The problem -
Please write out the final portion of the records below exactly: the line containing "Would you kindly indicate the mascot ear", every line after it, and nothing else.

Records supplied -
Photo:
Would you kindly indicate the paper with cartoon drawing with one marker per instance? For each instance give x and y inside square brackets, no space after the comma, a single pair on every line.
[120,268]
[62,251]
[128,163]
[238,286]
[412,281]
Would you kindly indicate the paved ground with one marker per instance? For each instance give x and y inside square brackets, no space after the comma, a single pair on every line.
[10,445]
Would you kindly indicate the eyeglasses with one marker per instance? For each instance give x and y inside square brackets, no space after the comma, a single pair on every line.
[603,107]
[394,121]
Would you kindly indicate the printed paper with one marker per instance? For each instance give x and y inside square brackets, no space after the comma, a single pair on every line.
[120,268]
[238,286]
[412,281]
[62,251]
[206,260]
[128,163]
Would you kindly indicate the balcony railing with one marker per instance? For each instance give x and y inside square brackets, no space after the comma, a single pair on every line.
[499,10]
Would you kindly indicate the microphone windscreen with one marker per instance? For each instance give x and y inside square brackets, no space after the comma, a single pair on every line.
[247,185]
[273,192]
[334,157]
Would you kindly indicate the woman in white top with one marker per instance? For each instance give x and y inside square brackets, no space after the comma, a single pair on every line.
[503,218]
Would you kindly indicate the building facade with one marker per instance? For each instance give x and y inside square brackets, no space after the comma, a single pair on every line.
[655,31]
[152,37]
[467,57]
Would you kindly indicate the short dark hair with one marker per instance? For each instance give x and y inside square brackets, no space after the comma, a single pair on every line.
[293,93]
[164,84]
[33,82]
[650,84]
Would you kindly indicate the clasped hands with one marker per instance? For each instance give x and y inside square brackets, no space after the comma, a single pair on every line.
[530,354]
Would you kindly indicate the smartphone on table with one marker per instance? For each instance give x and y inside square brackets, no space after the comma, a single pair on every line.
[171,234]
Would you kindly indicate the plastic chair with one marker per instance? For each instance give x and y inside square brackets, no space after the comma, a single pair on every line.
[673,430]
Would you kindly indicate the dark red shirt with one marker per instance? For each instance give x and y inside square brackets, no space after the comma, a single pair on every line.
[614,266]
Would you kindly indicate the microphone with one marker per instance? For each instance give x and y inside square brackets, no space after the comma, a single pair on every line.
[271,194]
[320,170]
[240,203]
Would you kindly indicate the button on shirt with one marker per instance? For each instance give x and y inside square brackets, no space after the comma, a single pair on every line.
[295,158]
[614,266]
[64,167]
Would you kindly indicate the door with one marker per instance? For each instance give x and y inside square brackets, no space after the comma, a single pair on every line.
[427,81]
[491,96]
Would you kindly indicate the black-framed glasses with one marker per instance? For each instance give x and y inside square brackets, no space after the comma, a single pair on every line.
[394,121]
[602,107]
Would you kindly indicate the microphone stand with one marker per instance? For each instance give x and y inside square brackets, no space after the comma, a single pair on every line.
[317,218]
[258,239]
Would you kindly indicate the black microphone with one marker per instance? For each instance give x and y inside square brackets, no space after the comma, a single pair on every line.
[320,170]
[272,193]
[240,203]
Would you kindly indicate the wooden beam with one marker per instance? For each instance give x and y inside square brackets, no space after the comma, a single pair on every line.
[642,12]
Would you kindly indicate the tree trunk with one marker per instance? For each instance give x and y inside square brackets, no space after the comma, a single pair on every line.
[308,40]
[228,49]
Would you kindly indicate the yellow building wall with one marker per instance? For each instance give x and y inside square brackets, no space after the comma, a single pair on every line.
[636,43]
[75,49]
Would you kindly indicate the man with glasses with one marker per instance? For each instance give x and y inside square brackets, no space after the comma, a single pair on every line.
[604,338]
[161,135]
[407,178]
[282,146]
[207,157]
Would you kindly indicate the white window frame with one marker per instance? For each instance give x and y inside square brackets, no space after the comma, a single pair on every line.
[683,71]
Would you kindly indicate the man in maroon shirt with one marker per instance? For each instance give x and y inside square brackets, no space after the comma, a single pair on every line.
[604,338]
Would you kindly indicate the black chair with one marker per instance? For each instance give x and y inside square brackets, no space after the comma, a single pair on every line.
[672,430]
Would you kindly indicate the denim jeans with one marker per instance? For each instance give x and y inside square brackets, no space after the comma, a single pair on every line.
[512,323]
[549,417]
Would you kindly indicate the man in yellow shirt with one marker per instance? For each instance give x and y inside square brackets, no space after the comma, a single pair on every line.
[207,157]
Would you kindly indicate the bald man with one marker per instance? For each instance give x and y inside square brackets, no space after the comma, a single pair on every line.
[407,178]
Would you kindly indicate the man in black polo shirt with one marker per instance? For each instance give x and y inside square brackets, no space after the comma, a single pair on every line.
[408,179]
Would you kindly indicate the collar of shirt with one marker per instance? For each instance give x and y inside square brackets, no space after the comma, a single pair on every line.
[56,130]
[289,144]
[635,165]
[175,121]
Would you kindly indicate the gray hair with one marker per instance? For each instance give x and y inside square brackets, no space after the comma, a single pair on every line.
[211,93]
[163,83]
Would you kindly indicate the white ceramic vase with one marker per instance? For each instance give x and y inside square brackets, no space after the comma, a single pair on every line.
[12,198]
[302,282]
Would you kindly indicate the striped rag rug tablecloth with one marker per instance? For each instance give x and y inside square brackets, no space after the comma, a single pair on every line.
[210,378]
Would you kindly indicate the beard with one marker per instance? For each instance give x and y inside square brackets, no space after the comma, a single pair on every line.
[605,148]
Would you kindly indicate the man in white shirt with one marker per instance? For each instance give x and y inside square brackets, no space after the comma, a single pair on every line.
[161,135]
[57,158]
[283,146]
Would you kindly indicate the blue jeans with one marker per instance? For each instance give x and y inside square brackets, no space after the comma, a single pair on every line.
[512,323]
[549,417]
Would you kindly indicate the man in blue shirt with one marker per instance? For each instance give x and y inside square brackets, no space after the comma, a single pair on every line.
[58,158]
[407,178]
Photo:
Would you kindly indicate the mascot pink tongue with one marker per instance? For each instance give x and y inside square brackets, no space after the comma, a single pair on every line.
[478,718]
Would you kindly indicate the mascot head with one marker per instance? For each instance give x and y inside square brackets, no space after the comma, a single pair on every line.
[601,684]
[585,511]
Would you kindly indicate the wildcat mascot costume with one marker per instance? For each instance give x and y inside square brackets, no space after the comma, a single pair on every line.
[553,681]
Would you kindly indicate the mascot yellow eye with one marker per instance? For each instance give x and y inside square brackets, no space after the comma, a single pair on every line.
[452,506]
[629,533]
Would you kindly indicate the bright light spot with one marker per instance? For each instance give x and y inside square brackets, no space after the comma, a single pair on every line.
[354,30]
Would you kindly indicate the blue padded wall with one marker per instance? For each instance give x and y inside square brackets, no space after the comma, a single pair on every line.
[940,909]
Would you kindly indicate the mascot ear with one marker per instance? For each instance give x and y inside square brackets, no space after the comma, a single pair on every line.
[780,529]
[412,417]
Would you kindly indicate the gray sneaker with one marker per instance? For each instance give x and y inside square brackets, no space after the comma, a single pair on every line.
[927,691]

Answer area -
Would you kindly indicate the mascot ear with one marker per instance? For each instance give x and y inside square brackets, no space after the comma, a single pair on every line.
[780,529]
[412,417]
Would you kindly indicate the gray sneaker with one marker per instance? For each instance give x and y inside square brackets, no space after the comma, a single pair on every line.
[927,691]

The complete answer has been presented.